======== Source document ========
With one of his first pen strokes as Atlanta’s new mayor, Andre Dickens refreshed an executive order from Keisha Lance Bottoms’ administration that bars landlords managing city-funded properties from evicting renters.
The order, enacted at the beginning of the pandemic, effects a temporary eviction moratorium for residential properties funded by Atlanta Housing, Atlanta Beltline, Inc., the Fulton County/City of Atlanta Land Bank Authority, Invest Atlanta, Partners for Home, and the city’s Department of Grants and Community Development.
The mandate shields 28,534 households from potential displacement amid the pandemic, according to the city’s director of housing and community development, Joshua Humphries. Most are subsidized by Atlanta Housing, the city’s public housing authority, or Invest Atlanta, its economic development arm.
Many units are what city leaders consider “affordable,” meaning they’re priced below 80% of the area median income (AMI). But others are market-rate units in private developments that have received financial backing from the city, Humphries told Atlanta Civic Circle, which means the eviction ban protects some people who don’t need it.
“For Invest Atlanta properties, for example, it could be that just 10% or 20% of the units are affordable,” he said, referring to private developments that include a portion of units priced for lower-income renters.
Although the moratorium protects almost 30,000 renters from eviction, it leaves even more Atlantans, many struggling to pay rent, without such a safeguard.
But that’s not the city’s fault. Local eviction courts are run by counties, not municipalities, so this is the best Atlanta can do to stave off eviction filings.
In the pandemic’s early days, a nationwide eviction moratorium helped renters avoid losing their homes. But it expired in August, when the U.S. Supreme Court effectively killed the measure, sending millions scrambling for federal rental assistance money and other sources of protection.
======== Available data ========
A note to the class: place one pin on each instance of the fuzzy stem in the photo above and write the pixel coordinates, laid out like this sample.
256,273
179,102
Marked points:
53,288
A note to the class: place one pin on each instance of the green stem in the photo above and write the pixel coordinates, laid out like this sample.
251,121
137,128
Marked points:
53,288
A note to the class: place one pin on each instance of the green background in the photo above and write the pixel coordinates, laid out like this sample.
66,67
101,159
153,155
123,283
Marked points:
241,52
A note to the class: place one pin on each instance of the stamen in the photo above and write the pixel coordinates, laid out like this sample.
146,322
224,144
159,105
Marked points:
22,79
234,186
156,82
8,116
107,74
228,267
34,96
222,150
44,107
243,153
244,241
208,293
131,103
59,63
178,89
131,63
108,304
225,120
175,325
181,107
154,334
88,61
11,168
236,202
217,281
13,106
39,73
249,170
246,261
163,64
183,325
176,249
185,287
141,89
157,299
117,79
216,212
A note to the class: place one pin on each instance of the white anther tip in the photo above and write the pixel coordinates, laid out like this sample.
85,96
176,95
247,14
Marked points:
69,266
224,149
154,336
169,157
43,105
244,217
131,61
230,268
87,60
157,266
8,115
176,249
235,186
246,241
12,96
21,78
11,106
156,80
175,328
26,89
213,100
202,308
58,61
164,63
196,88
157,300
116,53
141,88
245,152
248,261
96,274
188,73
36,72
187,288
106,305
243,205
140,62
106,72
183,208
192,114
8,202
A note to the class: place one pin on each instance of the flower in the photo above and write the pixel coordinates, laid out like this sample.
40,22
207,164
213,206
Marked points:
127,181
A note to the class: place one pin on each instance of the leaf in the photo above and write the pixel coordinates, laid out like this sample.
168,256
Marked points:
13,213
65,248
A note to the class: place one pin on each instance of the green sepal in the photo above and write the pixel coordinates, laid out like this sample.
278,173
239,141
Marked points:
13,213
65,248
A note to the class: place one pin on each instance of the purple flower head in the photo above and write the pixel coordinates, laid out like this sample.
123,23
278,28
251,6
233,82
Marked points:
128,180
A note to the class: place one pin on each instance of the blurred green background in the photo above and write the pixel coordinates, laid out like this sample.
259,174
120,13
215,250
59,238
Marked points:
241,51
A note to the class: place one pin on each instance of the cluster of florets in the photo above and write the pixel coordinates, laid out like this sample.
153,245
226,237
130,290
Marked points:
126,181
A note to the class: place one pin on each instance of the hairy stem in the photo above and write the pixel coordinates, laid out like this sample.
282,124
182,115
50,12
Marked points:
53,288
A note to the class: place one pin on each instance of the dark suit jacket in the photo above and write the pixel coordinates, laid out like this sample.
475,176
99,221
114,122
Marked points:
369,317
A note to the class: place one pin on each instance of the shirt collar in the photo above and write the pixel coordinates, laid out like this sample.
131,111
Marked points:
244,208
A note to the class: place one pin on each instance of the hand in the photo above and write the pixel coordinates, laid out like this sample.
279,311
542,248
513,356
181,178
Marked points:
========
- [Your objective]
Rewrite the passage of the article on Atlanta's eviction moratorium that opens with the words containing "The mandate shields" and closes with "don’t need it.", changing "market-rate units" to "full-price units". Use only the article on Atlanta's eviction moratorium.

- [The answer]
The mandate shields 28,534 households from potential displacement amid the pandemic, according to the city’s director of housing and community development, Joshua Humphries. Most are subsidized by Atlanta Housing, the city’s public housing authority, or Invest Atlanta, its economic development arm.
Many units are what city leaders consider “affordable,” meaning they’re priced below 80% of the area median income (AMI). But others are full-price units in private developments that have received financial backing from the city, Humphries told Atlanta Civic Circle, which means the eviction ban protects some people who don’t need it.